What you should do
Write every line of the records below as a JSON list of strings, one string per line, leaving out blank lines and the pictures.

Records for the task
## start
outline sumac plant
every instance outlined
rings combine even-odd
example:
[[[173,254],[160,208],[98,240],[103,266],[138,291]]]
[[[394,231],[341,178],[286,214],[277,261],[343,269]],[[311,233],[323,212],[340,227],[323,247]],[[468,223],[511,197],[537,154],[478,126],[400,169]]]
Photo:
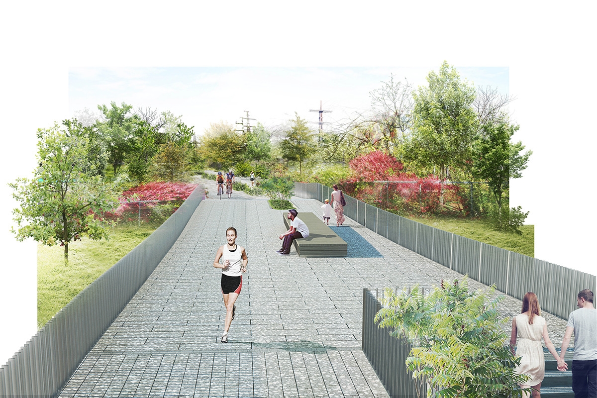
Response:
[[[503,296],[493,298],[494,292],[469,291],[466,277],[442,280],[424,295],[418,285],[387,289],[375,320],[413,344],[406,366],[435,396],[520,397],[528,377],[514,371],[520,357],[510,352],[503,331],[506,320],[498,306]]]

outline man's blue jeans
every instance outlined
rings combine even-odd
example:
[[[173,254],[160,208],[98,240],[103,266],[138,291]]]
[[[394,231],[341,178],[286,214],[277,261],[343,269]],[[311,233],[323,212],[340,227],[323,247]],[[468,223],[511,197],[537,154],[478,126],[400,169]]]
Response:
[[[572,361],[574,398],[597,398],[597,359]]]

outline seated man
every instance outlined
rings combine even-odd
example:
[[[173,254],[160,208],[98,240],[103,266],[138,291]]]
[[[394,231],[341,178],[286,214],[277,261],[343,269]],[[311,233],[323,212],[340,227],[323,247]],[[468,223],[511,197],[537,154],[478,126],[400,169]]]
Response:
[[[298,214],[298,212],[296,209],[288,210],[287,217],[290,220],[290,229],[279,236],[281,239],[284,239],[282,248],[276,252],[281,255],[290,254],[290,246],[293,244],[293,240],[309,236],[309,228],[307,227],[307,224],[297,217]]]

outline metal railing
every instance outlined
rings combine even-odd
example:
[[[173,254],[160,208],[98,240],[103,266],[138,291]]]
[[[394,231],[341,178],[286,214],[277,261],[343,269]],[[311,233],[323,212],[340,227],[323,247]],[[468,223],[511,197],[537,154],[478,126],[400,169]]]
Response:
[[[174,245],[201,202],[196,189],[147,239],[78,294],[0,369],[0,397],[56,395]]]
[[[295,195],[323,202],[333,190],[297,183]],[[541,309],[562,319],[576,309],[576,295],[595,292],[597,277],[446,232],[378,209],[344,195],[344,215],[384,237],[485,285],[522,300],[539,297]]]
[[[413,346],[403,338],[391,335],[387,329],[378,328],[374,318],[381,304],[369,289],[363,289],[363,333],[362,347],[379,380],[392,398],[427,396],[427,384],[422,383],[420,395],[418,381],[407,371],[407,357]]]

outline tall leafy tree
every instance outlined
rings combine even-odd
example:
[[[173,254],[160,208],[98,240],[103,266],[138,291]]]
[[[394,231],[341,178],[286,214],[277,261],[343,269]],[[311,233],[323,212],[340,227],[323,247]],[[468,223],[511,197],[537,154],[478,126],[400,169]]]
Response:
[[[242,134],[225,122],[212,123],[198,143],[198,152],[208,162],[230,168],[242,160],[245,142]]]
[[[522,142],[510,142],[518,128],[506,122],[488,123],[483,125],[474,145],[473,175],[487,182],[497,205],[498,220],[501,218],[504,200],[507,200],[510,179],[522,176],[533,154],[530,150],[522,153],[525,146]]]
[[[123,102],[118,106],[113,101],[110,105],[110,107],[98,105],[103,118],[97,127],[106,142],[108,161],[115,175],[124,164],[127,155],[135,150],[135,128],[139,118],[131,113],[132,105]]]
[[[74,122],[67,124],[72,129]],[[38,161],[33,178],[19,178],[11,187],[20,207],[13,211],[19,227],[17,239],[33,237],[64,248],[67,261],[69,243],[87,236],[107,238],[108,223],[100,215],[117,201],[117,189],[94,172],[88,161],[88,138],[69,134],[56,124],[38,131]]]
[[[156,175],[170,181],[182,180],[189,171],[190,158],[187,146],[174,141],[162,144],[153,158]]]
[[[257,123],[245,134],[247,140],[246,159],[248,161],[261,162],[269,159],[272,152],[272,144],[270,141],[272,134],[261,123]]]
[[[62,125],[66,128],[67,137],[85,139],[88,143],[87,159],[82,166],[83,172],[90,175],[103,176],[107,163],[107,154],[97,127],[94,124],[82,122],[76,118],[64,120]]]
[[[450,168],[461,167],[470,159],[475,138],[476,115],[472,104],[475,89],[460,79],[458,72],[444,61],[439,73],[432,71],[428,87],[414,94],[413,135],[402,158],[433,170],[441,181]]]
[[[290,162],[298,163],[298,171],[303,175],[303,163],[316,152],[313,131],[307,126],[307,121],[294,113],[293,125],[286,131],[286,137],[280,142],[282,157]]]

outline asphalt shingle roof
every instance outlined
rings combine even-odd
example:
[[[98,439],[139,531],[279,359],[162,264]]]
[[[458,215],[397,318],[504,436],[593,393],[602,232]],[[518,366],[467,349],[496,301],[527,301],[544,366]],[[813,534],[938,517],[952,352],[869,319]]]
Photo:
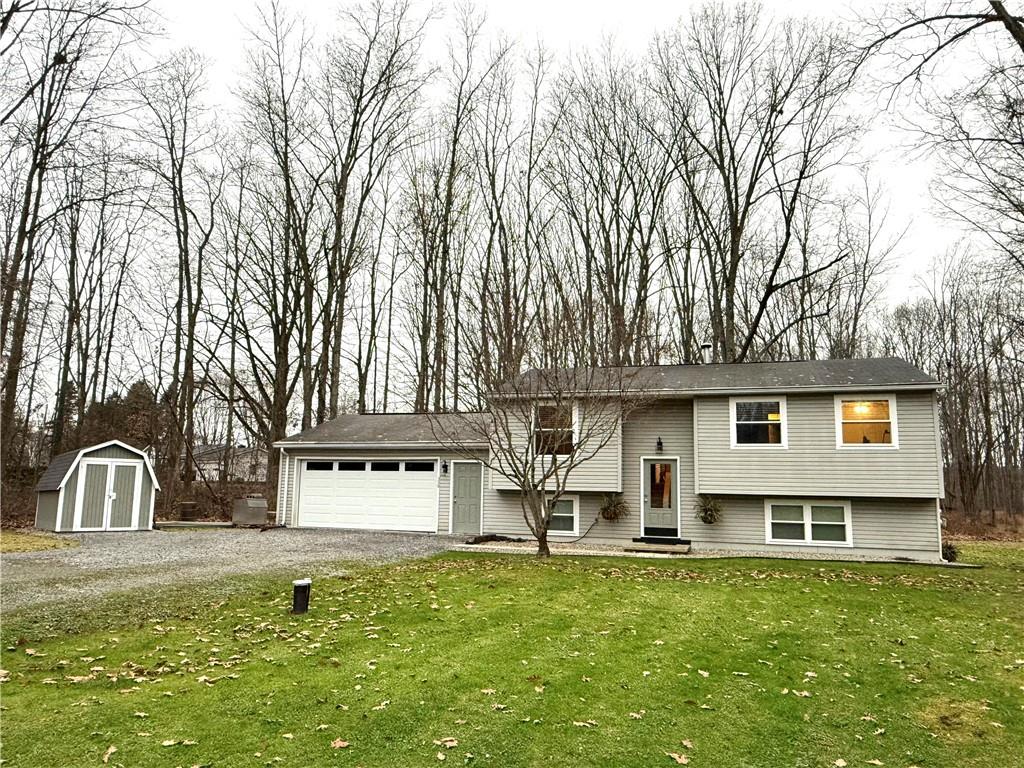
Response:
[[[43,472],[42,476],[39,478],[39,482],[36,483],[36,492],[40,490],[59,490],[60,481],[63,480],[63,476],[68,474],[68,470],[71,469],[71,465],[75,463],[75,457],[82,453],[84,449],[78,449],[77,451],[69,451],[66,454],[57,454],[50,460],[50,465]]]
[[[801,389],[852,390],[890,387],[938,388],[939,382],[899,357],[841,360],[794,360],[786,362],[718,362],[639,368],[526,371],[513,379],[505,392],[543,391],[560,377],[583,382],[588,391],[605,389],[650,394],[740,393],[749,391],[794,391]]]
## end
Solution to this task
[
  "outline sumac plant",
  "every instance outlined",
  "rings combine even-odd",
  "example:",
  "[[[173,254],[160,208],[98,240],[103,266],[138,291]]]",
  "[[[394,231],[341,178],[286,214],[277,261],[343,269]],[[311,233],[323,212],[340,227],[323,247]],[[468,223],[511,197],[537,154],[478,126],[400,169]]]",
  "Photo:",
  "Response:",
  "[[[503,296],[493,298],[494,292],[469,291],[466,277],[442,280],[424,295],[418,285],[387,289],[375,320],[413,344],[406,366],[435,396],[520,397],[528,377],[514,371],[520,357],[510,352],[503,331],[506,320],[498,306]]]",
  "outline man's blue jeans",
  "every instance outlined",
  "rings combine even-odd",
  "example:",
  "[[[173,254],[160,208],[98,240],[103,266],[138,291]]]",
  "[[[394,231],[341,178],[286,214],[277,261],[343,269]],[[311,233],[323,212],[340,227],[323,247]],[[468,223],[511,197],[537,154],[478,126],[400,169]]]",
  "Response:",
  "[[[572,361],[574,398],[597,398],[597,359]]]",
  "outline seated man",
  "every instance outlined",
  "rings combine even-odd",
  "example:",
  "[[[173,254],[160,208],[98,240],[103,266],[138,291]]]",
  "[[[394,231],[341,178],[286,214],[277,261],[343,269]],[[311,233],[323,212],[340,227],[323,247]],[[468,223],[511,197],[537,154],[478,126],[400,169]]]",
  "Response:",
  "[[[298,214],[298,212],[296,209],[288,210],[287,217],[290,220],[290,229],[279,236],[281,239],[284,239],[282,248],[276,252],[281,255],[290,254],[290,246],[293,244],[293,240],[309,236],[309,228],[307,227],[307,224],[297,217]]]",
  "outline metal railing",
  "every instance outlined",
  "rings combine even-odd",
  "example:",
  "[[[173,254],[160,208],[98,240],[103,266],[138,291]]]",
  "[[[394,231],[341,178],[286,214],[277,261],[343,269]],[[311,233],[323,212],[340,227],[323,247]],[[468,223],[511,197],[537,154],[478,126],[400,169]]]",
  "Response:",
  "[[[174,245],[201,202],[196,189],[147,239],[78,294],[0,369],[0,397],[56,395]]]",
  "[[[295,195],[323,202],[333,190],[297,183]],[[541,309],[562,319],[576,309],[576,295],[595,292],[597,277],[446,232],[378,209],[344,195],[344,215],[384,237],[485,285],[522,300],[539,297]]]",
  "[[[413,346],[403,338],[391,335],[387,329],[378,328],[374,318],[381,304],[369,289],[363,289],[363,333],[362,347],[379,380],[392,398],[427,396],[427,384],[422,383],[420,395],[418,381],[407,371],[407,357]]]",
  "outline tall leafy tree",
  "every instance outlined",
  "rings combine even-odd",
  "example:",
  "[[[173,254],[160,208],[98,240],[103,266],[138,291]]]",
  "[[[394,231],[341,178],[286,214],[277,261],[343,269]],[[311,233],[323,212],[340,227],[323,247]],[[468,223],[511,197],[537,154],[478,126],[400,169]]]",
  "Response:",
  "[[[242,134],[225,122],[212,123],[198,143],[198,152],[208,162],[230,168],[242,160],[245,142]]]",
  "[[[522,142],[510,142],[518,128],[506,122],[488,123],[483,125],[474,145],[473,175],[487,182],[497,205],[498,220],[501,218],[504,200],[507,200],[510,179],[522,176],[533,154],[530,150],[522,153],[525,146]]]",
  "[[[123,102],[118,106],[113,101],[110,105],[110,107],[98,105],[103,118],[97,127],[106,142],[108,161],[115,175],[124,164],[127,155],[135,150],[135,128],[139,118],[131,113],[132,105]]]",
  "[[[74,122],[67,124],[72,129]],[[38,161],[33,178],[19,178],[11,187],[20,207],[13,211],[19,227],[17,239],[33,237],[64,248],[67,261],[69,243],[87,236],[107,238],[108,223],[100,215],[117,201],[117,189],[94,172],[88,161],[88,138],[69,134],[56,124],[38,131]]]",
  "[[[156,175],[170,181],[182,180],[189,171],[190,158],[187,146],[174,141],[162,144],[153,158]]]",
  "[[[257,123],[245,134],[247,140],[246,159],[248,161],[261,162],[269,159],[272,152],[272,144],[270,141],[272,134],[261,123]]]",
  "[[[62,125],[66,128],[67,137],[85,139],[88,143],[87,159],[82,166],[83,172],[90,175],[103,176],[107,163],[107,154],[97,127],[94,124],[82,122],[76,118],[64,120]]]",
  "[[[450,168],[461,167],[470,159],[475,138],[476,115],[472,104],[475,89],[460,79],[458,72],[444,61],[439,73],[432,71],[428,87],[414,94],[413,135],[402,158],[433,170],[441,181]]]",
  "[[[290,162],[298,163],[298,171],[303,175],[303,163],[316,152],[313,131],[307,126],[307,121],[294,113],[293,125],[286,131],[286,137],[280,142],[282,157]]]",
  "outline asphalt shingle roof",
  "every instance outlined",
  "rings combine even-odd",
  "example:",
  "[[[98,439],[139,531],[279,359],[162,264]]]",
  "[[[458,215],[397,318],[504,436],[593,393],[602,232]],[[518,366],[467,349],[496,301],[527,301],[544,366]],[[813,534],[938,517],[952,352],[869,319]]]",
  "Photo:",
  "Response:",
  "[[[43,472],[42,476],[39,478],[39,482],[36,483],[36,492],[40,490],[59,490],[60,481],[63,480],[63,476],[68,474],[68,470],[71,469],[71,465],[75,463],[75,457],[82,453],[84,449],[78,449],[77,451],[69,451],[66,454],[57,454],[50,460],[50,465]]]",
  "[[[801,389],[852,390],[890,387],[938,388],[939,382],[899,357],[841,360],[794,360],[786,362],[718,362],[639,368],[526,371],[513,379],[505,392],[543,391],[560,377],[583,382],[588,391],[605,389],[650,394],[740,393],[749,391],[794,391]]]"
]